#### [Extract]

Our incumbent regime of eugenic wellness leaves little room for flights of fancy, at least for the sick: it’s hard to spur and bridle the imagination when they’ve run you ragged around the track. Winner, as usual, takes almost everything; last across the finish line gets employer health insurance and a five-hour energy drink. Isn’t it curious, meanwhile, that our thinkers so often subscribe to a racehorse theory of genetic hierarchy? By the year 3000, one evolutionary biologist claims, humans will sexually self-select into an upper class of tall, attractive geniuses and a lower stratum of “squat, goblin-like creatures” who resemble domesticated animals. Even healthy-minded professionals are too exhausted to imagine a better world.

Against the odds, through chronic pain and brain fog, the sick will have to dream for everyone else. “When the sick rule the world,” Dodie Bellamy once wrote, “the well will be servants.” She continues: under the authority of the unwell, the fittest will have their limbs hacked off and sold on the black market for profit. This political fantasy is all the more compelling for the cold shoulder it offers to a well-ordered society, where the sick might do as they’re told and accelerate their own elimination. Such a society is bad and it needs to be vaxxed.

It’s in this meager and anemic spirit that we present Baffler No. 48, “Body Shots,” which aims its syringe at wellness and jabs repeatedly. Anya Ventura, in her essay “Cancer Culture,” examines the Cancer Treatment Centers of America, the chain of for-profit hospitals founded by Tea Party millionaire Richard Stephenson. There she discovers the desperate archetype of the “good patient,” a “brave citizen of science” who refuses to die. Dying, after all, would amount to “a lack of ambition, an ugly failure of will”—not to mention a blow to profits.

#### [Work to complete]
Please extend the essay on wellness and the sick, starting right after its last sentence. This data comes from a separate source.

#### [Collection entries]
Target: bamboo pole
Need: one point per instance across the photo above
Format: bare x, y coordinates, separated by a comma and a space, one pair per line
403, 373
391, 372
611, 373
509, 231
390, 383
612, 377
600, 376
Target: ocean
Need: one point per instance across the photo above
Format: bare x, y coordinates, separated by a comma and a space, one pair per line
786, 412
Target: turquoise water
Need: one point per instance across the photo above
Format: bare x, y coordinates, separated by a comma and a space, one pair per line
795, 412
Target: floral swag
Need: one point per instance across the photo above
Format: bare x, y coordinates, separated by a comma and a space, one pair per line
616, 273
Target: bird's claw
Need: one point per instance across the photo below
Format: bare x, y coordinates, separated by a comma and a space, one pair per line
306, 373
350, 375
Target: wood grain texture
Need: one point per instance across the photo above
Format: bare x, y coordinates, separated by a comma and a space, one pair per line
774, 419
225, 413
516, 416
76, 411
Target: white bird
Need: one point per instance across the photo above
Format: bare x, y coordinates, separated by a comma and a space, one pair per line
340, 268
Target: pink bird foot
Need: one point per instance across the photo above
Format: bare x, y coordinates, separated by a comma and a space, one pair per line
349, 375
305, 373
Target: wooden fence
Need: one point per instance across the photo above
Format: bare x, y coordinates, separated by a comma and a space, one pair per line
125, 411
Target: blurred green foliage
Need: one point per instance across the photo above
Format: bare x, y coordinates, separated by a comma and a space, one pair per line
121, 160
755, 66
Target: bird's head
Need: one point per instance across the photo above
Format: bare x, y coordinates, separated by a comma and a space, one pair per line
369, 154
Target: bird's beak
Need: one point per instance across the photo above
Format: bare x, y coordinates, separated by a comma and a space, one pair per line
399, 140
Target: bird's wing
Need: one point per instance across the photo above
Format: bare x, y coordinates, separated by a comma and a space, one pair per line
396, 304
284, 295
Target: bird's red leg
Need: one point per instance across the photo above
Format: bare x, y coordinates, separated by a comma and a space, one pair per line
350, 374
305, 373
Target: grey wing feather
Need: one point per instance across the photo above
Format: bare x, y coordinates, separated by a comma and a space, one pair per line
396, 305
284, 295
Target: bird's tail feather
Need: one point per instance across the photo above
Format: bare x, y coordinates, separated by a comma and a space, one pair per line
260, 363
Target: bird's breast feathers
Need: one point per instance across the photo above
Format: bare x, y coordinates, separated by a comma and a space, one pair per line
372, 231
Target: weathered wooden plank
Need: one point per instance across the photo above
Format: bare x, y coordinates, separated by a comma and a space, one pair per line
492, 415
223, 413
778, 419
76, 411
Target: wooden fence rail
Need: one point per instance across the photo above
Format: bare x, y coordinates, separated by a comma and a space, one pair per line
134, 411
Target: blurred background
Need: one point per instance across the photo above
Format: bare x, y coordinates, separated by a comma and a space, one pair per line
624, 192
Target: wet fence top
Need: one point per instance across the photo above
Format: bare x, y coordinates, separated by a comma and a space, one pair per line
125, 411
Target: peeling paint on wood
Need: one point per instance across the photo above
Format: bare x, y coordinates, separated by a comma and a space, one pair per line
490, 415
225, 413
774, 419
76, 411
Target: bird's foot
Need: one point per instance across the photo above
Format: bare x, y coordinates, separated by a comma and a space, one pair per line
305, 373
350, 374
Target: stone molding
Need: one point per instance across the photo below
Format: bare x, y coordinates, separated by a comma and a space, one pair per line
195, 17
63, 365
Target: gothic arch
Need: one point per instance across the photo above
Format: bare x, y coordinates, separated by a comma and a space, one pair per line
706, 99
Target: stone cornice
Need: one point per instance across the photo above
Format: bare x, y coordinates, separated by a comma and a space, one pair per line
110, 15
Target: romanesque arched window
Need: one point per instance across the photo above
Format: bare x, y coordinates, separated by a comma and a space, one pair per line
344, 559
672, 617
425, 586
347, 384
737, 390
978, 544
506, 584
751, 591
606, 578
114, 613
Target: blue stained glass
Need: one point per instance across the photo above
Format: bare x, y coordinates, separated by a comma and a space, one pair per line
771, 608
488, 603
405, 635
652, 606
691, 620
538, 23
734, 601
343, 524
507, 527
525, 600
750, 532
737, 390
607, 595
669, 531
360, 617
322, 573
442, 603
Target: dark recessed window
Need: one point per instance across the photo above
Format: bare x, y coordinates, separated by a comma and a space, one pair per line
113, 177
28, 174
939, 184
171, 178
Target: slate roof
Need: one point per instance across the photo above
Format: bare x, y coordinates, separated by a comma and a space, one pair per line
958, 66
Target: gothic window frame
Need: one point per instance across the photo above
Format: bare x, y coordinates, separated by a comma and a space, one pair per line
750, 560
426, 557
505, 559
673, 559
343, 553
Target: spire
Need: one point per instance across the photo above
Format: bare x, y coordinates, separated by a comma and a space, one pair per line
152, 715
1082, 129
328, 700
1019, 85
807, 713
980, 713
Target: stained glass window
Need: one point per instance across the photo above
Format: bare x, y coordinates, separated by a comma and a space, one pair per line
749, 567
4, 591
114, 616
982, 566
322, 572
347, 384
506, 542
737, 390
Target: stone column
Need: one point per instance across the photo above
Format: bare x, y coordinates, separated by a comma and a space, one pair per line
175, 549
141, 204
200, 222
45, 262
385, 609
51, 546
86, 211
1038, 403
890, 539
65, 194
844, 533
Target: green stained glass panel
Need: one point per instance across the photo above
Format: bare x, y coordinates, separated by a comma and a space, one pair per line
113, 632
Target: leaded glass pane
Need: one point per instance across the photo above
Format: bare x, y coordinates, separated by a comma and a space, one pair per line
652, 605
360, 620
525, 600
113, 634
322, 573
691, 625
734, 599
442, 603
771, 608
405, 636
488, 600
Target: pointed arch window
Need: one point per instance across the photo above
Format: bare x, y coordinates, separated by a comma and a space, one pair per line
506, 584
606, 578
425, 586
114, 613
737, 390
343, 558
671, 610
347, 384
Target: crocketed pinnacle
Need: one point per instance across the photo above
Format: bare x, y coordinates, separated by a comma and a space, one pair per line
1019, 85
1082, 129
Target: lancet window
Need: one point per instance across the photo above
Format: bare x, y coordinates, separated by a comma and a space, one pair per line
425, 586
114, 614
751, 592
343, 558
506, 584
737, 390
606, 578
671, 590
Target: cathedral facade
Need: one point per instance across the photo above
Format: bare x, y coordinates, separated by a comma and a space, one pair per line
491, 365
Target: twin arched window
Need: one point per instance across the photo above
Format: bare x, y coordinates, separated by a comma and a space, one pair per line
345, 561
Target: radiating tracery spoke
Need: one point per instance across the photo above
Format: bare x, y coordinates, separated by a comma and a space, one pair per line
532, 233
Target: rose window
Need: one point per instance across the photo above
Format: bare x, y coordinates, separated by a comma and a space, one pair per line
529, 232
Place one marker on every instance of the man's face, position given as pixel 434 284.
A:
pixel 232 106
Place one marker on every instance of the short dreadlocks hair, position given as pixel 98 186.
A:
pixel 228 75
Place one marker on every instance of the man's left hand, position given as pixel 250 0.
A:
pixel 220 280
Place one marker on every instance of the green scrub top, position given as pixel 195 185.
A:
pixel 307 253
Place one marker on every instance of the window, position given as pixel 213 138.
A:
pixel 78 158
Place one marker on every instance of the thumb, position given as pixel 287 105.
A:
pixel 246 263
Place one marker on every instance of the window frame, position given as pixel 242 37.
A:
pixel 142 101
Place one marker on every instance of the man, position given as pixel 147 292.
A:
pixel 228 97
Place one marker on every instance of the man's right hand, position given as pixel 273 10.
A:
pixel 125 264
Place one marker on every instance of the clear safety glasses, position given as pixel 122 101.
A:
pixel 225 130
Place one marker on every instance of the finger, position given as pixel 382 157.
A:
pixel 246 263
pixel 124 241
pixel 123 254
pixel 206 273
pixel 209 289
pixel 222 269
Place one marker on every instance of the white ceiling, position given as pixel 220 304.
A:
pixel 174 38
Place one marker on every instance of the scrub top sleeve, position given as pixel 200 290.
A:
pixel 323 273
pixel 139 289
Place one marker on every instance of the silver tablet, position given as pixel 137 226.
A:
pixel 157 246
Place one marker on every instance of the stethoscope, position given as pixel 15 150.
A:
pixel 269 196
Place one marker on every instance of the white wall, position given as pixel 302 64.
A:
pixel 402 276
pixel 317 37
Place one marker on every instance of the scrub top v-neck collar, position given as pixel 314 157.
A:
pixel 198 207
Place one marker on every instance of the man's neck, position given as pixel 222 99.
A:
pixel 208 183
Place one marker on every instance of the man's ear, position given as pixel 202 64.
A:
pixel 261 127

#### [Written reply]
Lucy Ives and Ann Neumann, in a special section titled “Reproductive Slights,” call into question the prevailing logics of fertility and menopause, respectively. Ives, for her part, outlines the pernicious rise, across multiple administrations, of a repressive “sexual risk avoidance” regime, one that has given way to Christian pregnancy centers and menstrual-cycle tracking apps. “Whether you see fertility as a problem or opportunity is up to you,” she writes. “All the same, you will be informed of it.” And Neumann writes to upend culture’s ideal of “the reproductive woman,” a universal symbol—“youthful, sexy, ready to command a household and bear children”—that we’d do better to hastily abandon.

In “Stammer Time,” Barry Yeoman looks at crackpot cures for his own stuttering condition and arrives at a question: “Might the real problem lie in a society that, in its quest for order and efficiency, makes no accommodation for people who speak differently?” Jasper Craven, in “America’s Legion,” targets the paragon of such sinister orderliness in his searching inspection of the American military, which has routinely subjected its soldiers and veterans to experimental drug testing. “Can we stop believing that the problem lives inside our bodies?” Yeoman asks, not without exasperation. It’s true that the problem lives elsewhere, not in the bodies of the sick but in the limbs of the well.